** EXERCISE AIM **
Locate every line in the items below that contains the word "logo" and copy each of those lines out in full.

** TASK MATERIAL **
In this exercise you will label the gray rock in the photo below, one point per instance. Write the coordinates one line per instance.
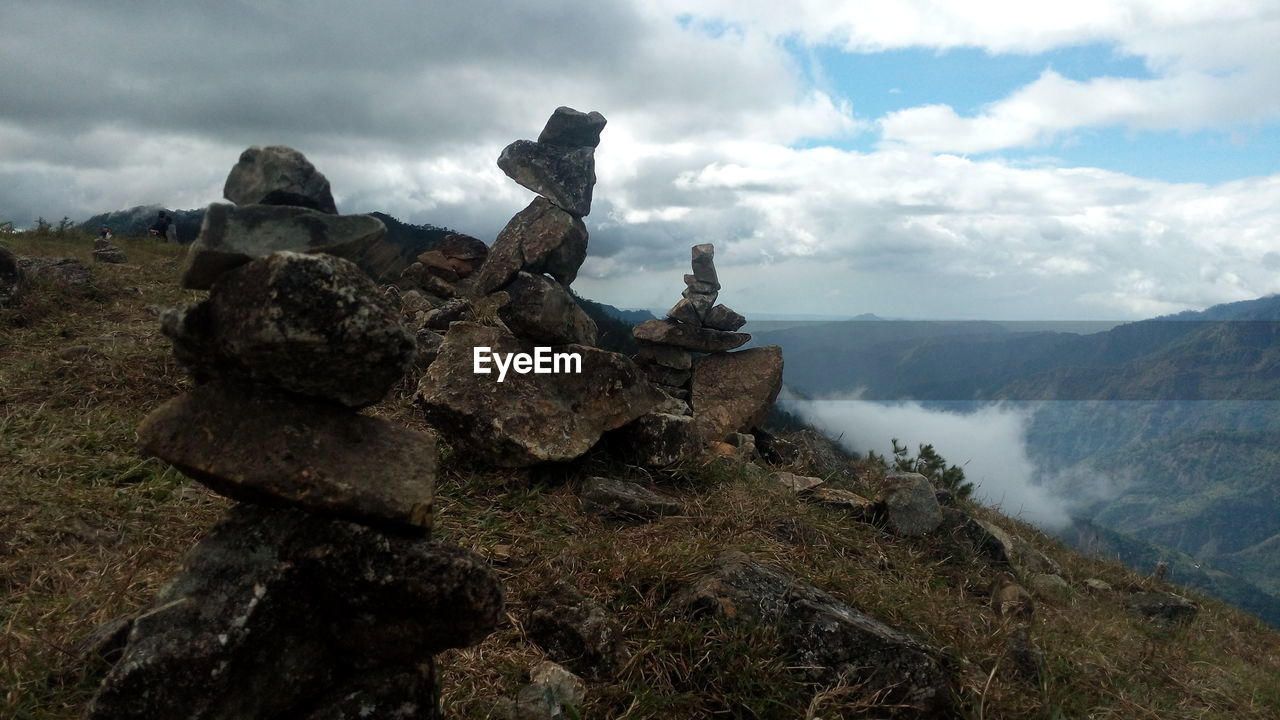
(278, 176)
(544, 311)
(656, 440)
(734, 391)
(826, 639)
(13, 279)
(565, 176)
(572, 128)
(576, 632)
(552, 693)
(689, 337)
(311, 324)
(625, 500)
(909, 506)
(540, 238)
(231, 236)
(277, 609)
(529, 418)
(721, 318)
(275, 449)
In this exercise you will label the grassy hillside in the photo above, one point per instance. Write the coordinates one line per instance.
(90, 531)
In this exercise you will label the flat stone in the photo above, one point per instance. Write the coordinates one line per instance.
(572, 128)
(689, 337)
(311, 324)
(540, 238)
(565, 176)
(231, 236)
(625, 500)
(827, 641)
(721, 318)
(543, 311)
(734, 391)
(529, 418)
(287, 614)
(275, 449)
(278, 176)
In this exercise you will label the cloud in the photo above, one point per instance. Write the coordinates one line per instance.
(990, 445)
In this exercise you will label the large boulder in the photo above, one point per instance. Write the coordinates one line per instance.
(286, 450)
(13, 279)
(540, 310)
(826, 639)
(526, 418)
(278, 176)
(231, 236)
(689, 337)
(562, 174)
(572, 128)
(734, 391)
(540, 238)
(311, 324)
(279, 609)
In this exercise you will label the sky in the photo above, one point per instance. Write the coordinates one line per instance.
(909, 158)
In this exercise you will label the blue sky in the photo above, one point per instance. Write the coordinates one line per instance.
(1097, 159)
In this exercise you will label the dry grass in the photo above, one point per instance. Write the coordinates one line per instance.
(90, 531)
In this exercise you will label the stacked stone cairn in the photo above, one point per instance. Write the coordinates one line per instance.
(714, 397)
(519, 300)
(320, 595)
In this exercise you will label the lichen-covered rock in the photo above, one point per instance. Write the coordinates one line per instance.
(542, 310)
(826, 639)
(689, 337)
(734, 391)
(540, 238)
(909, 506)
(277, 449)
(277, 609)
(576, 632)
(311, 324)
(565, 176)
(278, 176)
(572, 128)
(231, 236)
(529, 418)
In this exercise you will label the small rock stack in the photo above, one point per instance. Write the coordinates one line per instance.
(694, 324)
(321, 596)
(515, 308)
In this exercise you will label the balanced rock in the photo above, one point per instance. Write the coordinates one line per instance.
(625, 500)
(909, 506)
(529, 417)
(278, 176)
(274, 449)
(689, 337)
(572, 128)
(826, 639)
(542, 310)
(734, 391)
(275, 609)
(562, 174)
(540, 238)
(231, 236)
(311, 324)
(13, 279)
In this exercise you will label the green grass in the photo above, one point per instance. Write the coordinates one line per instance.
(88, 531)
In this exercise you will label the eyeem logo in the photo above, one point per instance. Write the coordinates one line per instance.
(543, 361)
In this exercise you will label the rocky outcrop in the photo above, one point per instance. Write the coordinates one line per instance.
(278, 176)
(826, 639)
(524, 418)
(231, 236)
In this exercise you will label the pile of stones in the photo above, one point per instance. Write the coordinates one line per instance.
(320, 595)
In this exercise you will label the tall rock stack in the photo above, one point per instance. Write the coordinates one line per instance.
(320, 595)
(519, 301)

...

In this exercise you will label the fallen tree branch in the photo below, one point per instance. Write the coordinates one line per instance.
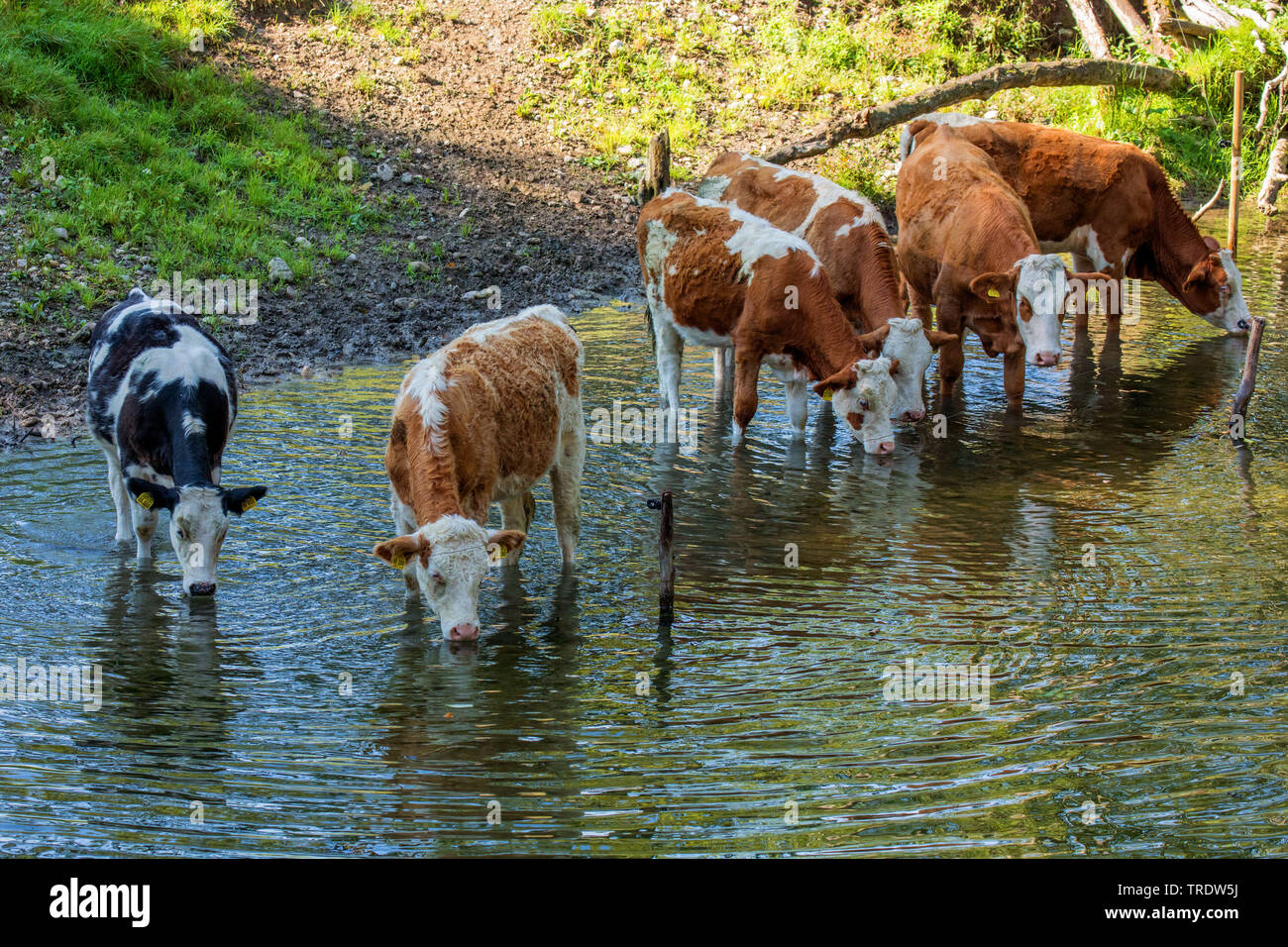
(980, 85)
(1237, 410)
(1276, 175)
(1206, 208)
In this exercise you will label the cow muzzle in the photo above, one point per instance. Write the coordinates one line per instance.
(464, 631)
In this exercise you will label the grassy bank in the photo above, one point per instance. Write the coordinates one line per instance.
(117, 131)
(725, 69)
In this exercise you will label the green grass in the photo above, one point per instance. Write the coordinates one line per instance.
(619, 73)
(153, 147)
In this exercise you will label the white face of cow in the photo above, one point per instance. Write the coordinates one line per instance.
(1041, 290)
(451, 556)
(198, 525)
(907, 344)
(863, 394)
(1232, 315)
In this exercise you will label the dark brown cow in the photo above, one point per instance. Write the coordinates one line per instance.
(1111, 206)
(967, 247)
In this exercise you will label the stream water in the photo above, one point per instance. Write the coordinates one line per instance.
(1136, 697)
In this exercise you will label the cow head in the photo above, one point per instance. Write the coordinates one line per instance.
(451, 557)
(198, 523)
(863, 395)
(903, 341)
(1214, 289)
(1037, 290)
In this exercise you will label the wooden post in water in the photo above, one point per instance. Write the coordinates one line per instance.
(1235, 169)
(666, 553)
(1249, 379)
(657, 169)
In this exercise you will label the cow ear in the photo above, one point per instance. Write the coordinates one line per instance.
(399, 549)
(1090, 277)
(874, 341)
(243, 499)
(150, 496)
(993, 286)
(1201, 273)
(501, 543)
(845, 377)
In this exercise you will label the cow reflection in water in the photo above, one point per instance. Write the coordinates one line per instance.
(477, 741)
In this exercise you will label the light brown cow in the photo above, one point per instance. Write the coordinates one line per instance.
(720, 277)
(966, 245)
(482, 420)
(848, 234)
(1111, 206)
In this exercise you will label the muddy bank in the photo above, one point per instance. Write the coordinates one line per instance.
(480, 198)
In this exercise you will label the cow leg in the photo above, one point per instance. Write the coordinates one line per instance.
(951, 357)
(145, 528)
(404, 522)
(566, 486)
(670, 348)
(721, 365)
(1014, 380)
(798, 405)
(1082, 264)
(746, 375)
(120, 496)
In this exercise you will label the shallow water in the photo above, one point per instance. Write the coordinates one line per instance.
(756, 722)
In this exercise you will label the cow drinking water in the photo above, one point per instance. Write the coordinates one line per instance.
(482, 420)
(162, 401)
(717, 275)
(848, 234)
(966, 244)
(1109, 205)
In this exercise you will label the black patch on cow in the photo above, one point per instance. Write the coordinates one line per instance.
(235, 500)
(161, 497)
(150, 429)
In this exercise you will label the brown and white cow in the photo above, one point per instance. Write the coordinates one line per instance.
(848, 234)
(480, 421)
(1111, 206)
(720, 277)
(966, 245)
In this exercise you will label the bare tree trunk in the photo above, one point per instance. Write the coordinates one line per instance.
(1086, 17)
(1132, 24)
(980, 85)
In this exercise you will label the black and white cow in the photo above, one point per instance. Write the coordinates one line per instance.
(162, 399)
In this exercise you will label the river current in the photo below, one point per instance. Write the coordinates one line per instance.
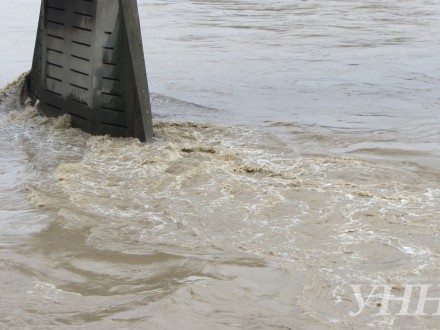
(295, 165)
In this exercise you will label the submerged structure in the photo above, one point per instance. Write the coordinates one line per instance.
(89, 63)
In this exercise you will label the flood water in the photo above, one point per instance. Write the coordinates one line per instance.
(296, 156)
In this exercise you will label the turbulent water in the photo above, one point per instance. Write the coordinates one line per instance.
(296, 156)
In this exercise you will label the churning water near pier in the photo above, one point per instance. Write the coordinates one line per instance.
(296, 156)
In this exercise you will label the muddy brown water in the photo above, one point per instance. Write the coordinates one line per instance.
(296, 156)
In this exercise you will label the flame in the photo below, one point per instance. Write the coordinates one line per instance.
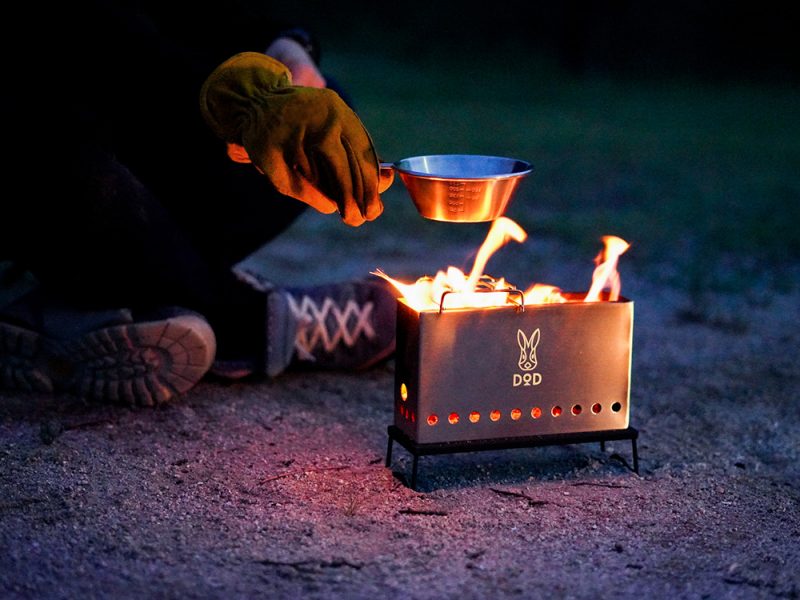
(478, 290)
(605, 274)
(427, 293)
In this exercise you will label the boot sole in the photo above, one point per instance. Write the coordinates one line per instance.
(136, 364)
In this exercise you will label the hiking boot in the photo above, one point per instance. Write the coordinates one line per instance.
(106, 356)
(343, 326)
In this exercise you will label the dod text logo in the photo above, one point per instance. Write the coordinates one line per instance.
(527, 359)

...

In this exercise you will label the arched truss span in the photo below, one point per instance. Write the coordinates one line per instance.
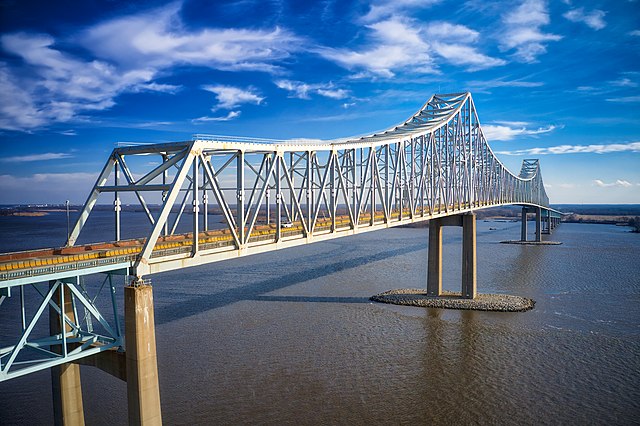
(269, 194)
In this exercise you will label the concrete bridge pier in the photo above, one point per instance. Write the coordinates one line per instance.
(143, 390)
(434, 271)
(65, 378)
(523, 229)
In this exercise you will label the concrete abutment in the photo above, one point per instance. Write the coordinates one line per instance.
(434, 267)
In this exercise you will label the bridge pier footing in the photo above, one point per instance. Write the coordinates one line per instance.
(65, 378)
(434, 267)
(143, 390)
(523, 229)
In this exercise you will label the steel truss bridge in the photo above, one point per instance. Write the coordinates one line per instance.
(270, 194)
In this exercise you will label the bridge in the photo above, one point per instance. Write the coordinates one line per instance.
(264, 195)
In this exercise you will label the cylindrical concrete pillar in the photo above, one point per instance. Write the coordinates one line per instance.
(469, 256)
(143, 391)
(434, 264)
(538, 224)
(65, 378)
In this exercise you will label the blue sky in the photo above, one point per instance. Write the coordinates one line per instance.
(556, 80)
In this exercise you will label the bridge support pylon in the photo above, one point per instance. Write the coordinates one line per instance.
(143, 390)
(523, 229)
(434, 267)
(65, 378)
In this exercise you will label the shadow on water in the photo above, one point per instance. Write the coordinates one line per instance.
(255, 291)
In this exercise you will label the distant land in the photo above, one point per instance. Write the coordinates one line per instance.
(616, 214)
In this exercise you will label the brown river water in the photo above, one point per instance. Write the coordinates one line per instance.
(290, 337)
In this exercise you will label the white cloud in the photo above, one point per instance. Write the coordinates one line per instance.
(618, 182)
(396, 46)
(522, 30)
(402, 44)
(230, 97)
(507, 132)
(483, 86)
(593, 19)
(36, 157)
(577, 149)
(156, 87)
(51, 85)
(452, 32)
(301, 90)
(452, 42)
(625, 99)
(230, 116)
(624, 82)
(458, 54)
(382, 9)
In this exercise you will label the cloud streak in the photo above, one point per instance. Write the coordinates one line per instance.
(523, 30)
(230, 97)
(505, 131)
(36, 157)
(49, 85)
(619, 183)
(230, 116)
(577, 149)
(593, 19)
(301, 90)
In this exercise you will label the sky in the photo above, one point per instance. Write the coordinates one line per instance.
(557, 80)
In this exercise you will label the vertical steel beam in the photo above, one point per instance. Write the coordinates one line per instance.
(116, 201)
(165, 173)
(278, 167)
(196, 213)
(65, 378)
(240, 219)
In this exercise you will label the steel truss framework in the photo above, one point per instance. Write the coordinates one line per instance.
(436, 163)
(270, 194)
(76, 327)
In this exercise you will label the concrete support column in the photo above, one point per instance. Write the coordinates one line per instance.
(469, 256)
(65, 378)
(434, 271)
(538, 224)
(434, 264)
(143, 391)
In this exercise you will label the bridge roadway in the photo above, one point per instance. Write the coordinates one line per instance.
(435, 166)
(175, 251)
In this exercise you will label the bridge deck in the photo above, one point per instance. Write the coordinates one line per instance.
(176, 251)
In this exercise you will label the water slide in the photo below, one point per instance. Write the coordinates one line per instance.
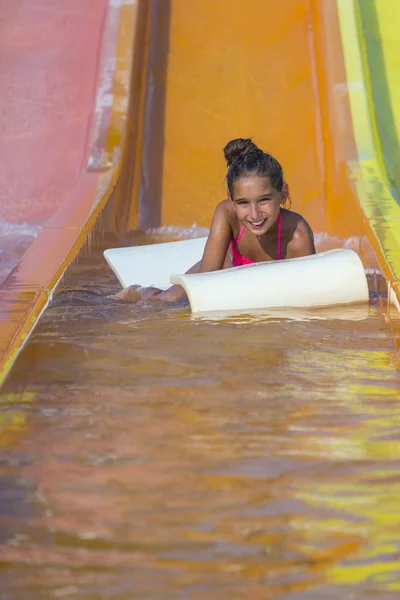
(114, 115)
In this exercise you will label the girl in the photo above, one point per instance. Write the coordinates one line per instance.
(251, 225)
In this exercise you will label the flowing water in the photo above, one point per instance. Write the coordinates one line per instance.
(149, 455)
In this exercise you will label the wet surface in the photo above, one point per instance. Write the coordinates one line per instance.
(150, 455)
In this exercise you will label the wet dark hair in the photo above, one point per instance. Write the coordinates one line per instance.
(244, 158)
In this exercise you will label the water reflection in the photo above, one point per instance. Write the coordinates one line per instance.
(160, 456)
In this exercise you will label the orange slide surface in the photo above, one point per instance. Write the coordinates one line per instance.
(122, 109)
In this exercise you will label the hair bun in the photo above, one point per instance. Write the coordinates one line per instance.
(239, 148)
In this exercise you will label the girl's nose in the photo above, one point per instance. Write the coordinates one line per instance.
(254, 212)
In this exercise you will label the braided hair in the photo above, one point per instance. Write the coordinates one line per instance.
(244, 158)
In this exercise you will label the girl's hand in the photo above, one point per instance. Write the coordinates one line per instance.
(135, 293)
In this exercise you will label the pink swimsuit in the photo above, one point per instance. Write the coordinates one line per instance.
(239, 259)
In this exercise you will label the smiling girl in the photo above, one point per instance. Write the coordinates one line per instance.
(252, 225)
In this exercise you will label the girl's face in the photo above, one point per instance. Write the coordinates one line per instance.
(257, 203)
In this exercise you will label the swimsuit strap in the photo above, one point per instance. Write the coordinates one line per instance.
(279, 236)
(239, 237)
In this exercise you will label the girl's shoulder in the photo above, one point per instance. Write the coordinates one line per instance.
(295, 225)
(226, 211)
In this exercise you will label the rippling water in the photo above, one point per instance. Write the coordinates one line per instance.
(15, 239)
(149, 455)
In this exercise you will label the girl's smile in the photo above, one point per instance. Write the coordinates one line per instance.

** CORRECT OUTPUT **
In this exercise you will label the eyeem logo in the photo above, one point per instance. Write the coordinates one line per instance.
In this exercise you will label the dod text logo in the photo above, one point per instance. Write the coordinates one line per instance.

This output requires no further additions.